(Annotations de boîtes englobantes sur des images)
········

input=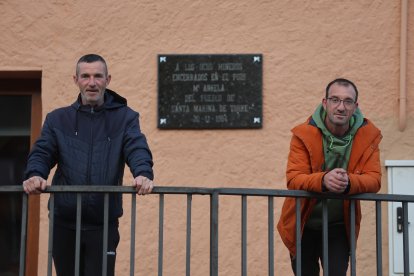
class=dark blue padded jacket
[25,89,153,229]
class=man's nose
[88,77,96,86]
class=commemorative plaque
[158,54,263,129]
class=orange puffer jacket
[277,117,382,256]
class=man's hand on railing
[323,168,349,193]
[23,176,47,194]
[133,175,154,195]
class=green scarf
[312,104,364,171]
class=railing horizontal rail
[0,185,414,276]
[4,186,414,202]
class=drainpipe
[399,0,408,131]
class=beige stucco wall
[0,0,414,275]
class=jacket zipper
[87,106,95,185]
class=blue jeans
[53,224,119,276]
[291,224,350,276]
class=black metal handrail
[0,186,414,276]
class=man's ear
[106,75,111,86]
[322,98,327,110]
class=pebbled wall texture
[0,0,414,276]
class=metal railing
[0,186,414,276]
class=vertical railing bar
[129,193,137,276]
[210,192,219,276]
[241,195,247,276]
[402,201,410,276]
[322,199,329,276]
[292,197,302,276]
[375,200,382,276]
[102,193,109,276]
[19,193,29,276]
[158,194,164,276]
[185,194,192,276]
[47,193,55,276]
[75,193,82,276]
[267,196,275,276]
[350,200,356,276]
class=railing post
[75,193,82,276]
[19,193,29,276]
[129,193,137,276]
[267,196,275,276]
[185,194,192,276]
[102,193,109,276]
[241,195,247,276]
[375,200,382,276]
[322,199,329,276]
[349,200,356,276]
[402,201,410,276]
[210,191,219,276]
[158,194,164,276]
[47,193,55,276]
[295,197,302,276]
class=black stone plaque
[158,54,263,129]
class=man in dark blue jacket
[23,54,153,276]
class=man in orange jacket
[277,79,382,276]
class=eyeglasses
[327,97,355,109]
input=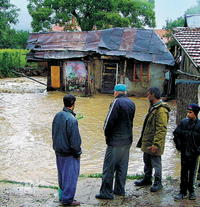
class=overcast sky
[10,0,196,31]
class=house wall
[150,64,166,93]
[93,58,102,92]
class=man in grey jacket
[52,95,81,206]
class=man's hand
[147,145,158,153]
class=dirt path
[0,178,200,207]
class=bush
[0,49,37,78]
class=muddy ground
[0,178,200,207]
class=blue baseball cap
[114,84,127,91]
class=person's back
[173,104,200,201]
[52,107,81,156]
[52,95,81,206]
[96,84,135,199]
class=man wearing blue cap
[173,104,200,201]
[96,84,135,199]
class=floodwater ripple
[0,79,180,184]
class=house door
[101,63,118,93]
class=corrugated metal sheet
[173,27,200,67]
[27,28,174,65]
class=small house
[27,28,174,96]
[173,26,200,123]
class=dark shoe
[174,193,187,201]
[189,192,197,200]
[62,200,81,206]
[150,181,163,192]
[134,179,152,186]
[95,194,113,199]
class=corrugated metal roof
[173,27,200,67]
[27,28,174,65]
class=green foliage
[185,0,200,14]
[0,0,19,48]
[0,49,36,78]
[164,0,200,30]
[27,0,155,32]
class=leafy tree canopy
[27,0,155,32]
[164,0,200,30]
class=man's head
[187,103,200,119]
[114,84,127,97]
[147,87,161,104]
[63,94,76,110]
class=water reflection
[0,77,180,184]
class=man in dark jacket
[96,84,135,199]
[174,104,200,200]
[52,95,81,206]
[135,87,170,192]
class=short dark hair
[147,87,161,99]
[63,94,76,107]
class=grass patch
[0,173,144,190]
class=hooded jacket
[104,94,135,146]
[137,101,170,156]
[52,107,82,157]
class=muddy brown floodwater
[0,77,180,185]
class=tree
[27,0,155,32]
[164,17,185,30]
[0,0,19,48]
[164,0,200,30]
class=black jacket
[104,94,135,146]
[173,118,200,156]
[52,107,81,157]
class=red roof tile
[173,27,200,67]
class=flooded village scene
[0,0,200,207]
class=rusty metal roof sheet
[173,27,200,67]
[27,28,174,65]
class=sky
[10,0,196,31]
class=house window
[133,62,150,82]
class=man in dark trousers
[52,95,81,206]
[135,87,170,192]
[173,104,200,201]
[96,84,135,199]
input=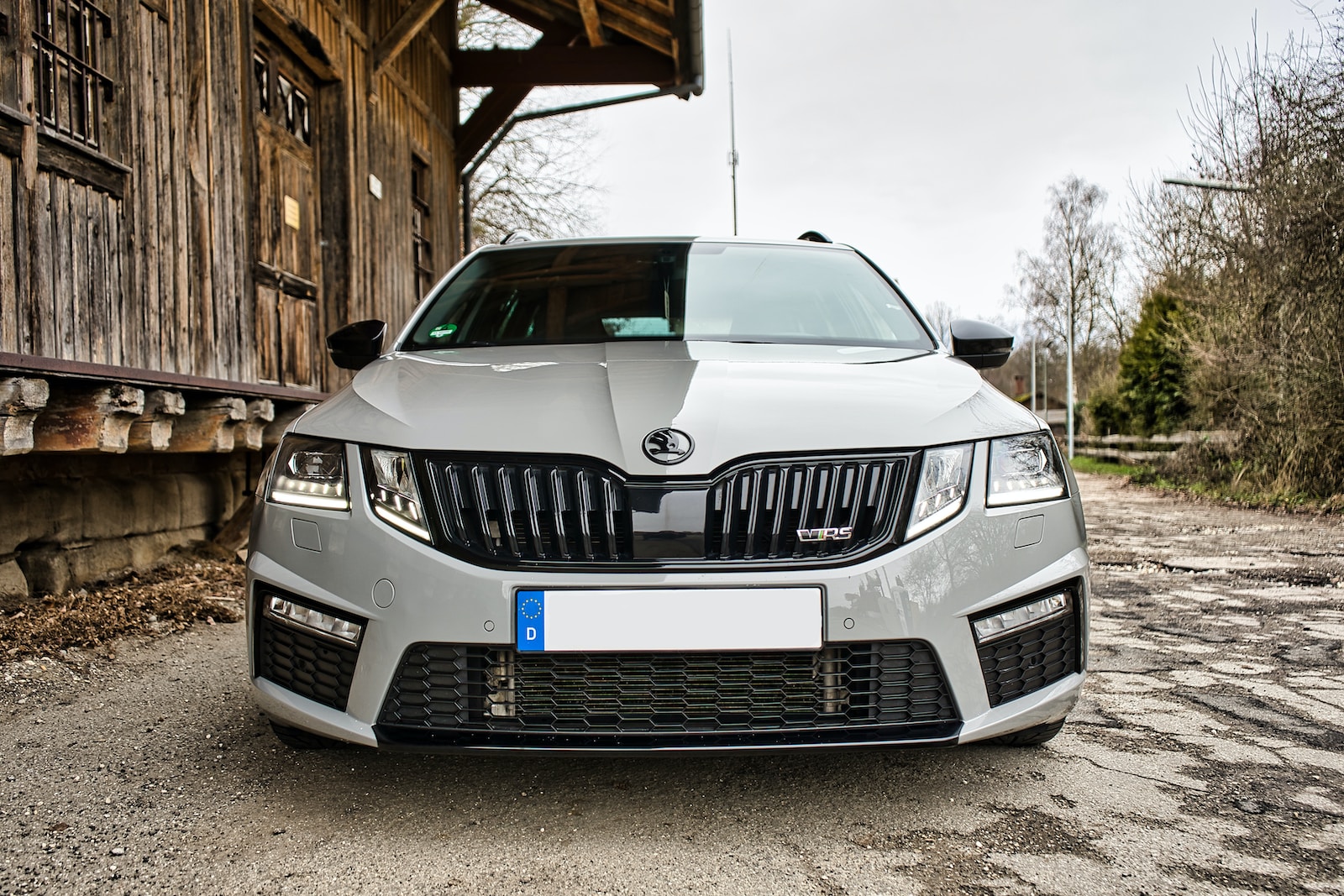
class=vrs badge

········

Tâche:
Reprenez tout le matériel en remplaçant partout « jacket » par « coat », sans rien modifier d'autre, et omettez les images dans votre réponse.

Réponse rédigée:
input=
class=dark blue padded coat
[25,89,153,229]
class=man's nose
[88,77,96,86]
class=commemorative plaque
[158,54,263,129]
class=orange puffer coat
[277,117,382,256]
class=man's hand on railing
[323,168,349,193]
[23,176,47,194]
[133,175,154,195]
class=green scarf
[312,104,364,171]
class=railing horizontal rail
[0,185,414,276]
[4,186,414,202]
class=drainpipe
[399,0,408,131]
class=beige stucco wall
[0,0,414,275]
class=coat zipper
[87,106,95,185]
class=blue jeans
[53,224,119,276]
[291,224,350,276]
class=black metal handrail
[0,186,414,276]
class=man's ear
[106,75,111,86]
[322,98,327,110]
class=pebbled wall texture
[0,0,414,276]
class=metal railing
[0,186,414,276]
class=vertical railing bar
[129,193,137,276]
[210,192,219,276]
[241,195,247,276]
[402,201,410,276]
[322,199,329,276]
[292,197,302,276]
[375,200,382,276]
[102,193,109,276]
[19,193,29,276]
[158,194,164,276]
[185,194,192,276]
[47,193,55,276]
[75,193,82,276]
[267,196,275,276]
[350,200,356,276]
class=railing post
[75,193,82,276]
[19,193,29,276]
[129,193,137,276]
[267,196,275,276]
[185,194,192,276]
[102,193,109,276]
[241,195,247,276]
[375,200,382,276]
[322,199,329,276]
[349,200,356,276]
[402,201,410,276]
[210,191,219,276]
[158,194,164,276]
[47,193,55,276]
[295,197,302,276]
class=black stone plaque
[158,54,263,129]
class=man in dark blue coat
[23,54,153,276]
class=man in orange coat
[277,79,382,276]
class=eyeglasses
[327,97,355,109]
input=
class=overcast sky
[10,0,196,31]
class=house wall
[150,64,166,93]
[93,58,102,92]
class=man in grey coat
[52,95,81,206]
class=man's hand
[147,145,158,153]
class=dirt path
[0,178,200,207]
class=bush
[0,49,37,78]
class=muddy ground
[0,178,200,207]
class=blue baseball cap
[114,84,127,91]
class=person's back
[173,104,200,201]
[52,107,81,156]
[52,95,81,206]
[96,84,135,199]
class=man wearing blue cap
[173,104,200,201]
[96,84,135,199]
class=floodwater ripple
[0,79,180,184]
class=house door
[101,63,118,93]
class=corrugated metal sheet
[173,27,200,67]
[27,28,174,65]
class=small house
[27,28,174,96]
[173,26,200,123]
class=dark shoe
[174,193,187,201]
[189,192,197,200]
[62,200,81,206]
[150,181,163,192]
[134,179,152,186]
[95,194,113,199]
class=corrugated metal roof
[173,27,200,67]
[27,28,174,65]
class=green foliage
[185,0,200,14]
[0,0,19,48]
[0,49,36,78]
[164,0,200,30]
[27,0,155,32]
class=leafy tree canopy
[27,0,155,32]
[164,0,200,30]
class=man's head
[187,103,200,119]
[114,84,127,97]
[147,87,161,104]
[63,94,76,110]
class=water reflection
[0,77,180,184]
class=man in dark coat
[96,84,135,199]
[174,104,200,200]
[52,95,81,206]
[135,87,170,192]
class=short dark hair
[147,87,161,99]
[63,94,76,107]
class=grass patch
[0,173,144,190]
class=hooded coat
[104,94,135,146]
[137,101,170,156]
[52,107,82,157]
class=muddy brown floodwater
[0,77,180,185]
class=tree
[27,0,155,32]
[164,17,185,30]
[0,0,19,48]
[164,0,200,30]
class=black coat
[104,94,135,146]
[173,118,200,156]
[52,107,81,157]
class=red roof tile
[173,27,200,67]
class=flooded village scene
[0,0,200,207]
class=rusty metal roof sheet
[173,27,200,67]
[27,28,174,65]
class=sky
[10,0,196,31]
class=house window
[133,62,150,82]
class=man in dark trousers
[52,95,81,206]
[135,87,170,192]
[173,104,200,201]
[96,84,135,199]
input=
class=vrs badge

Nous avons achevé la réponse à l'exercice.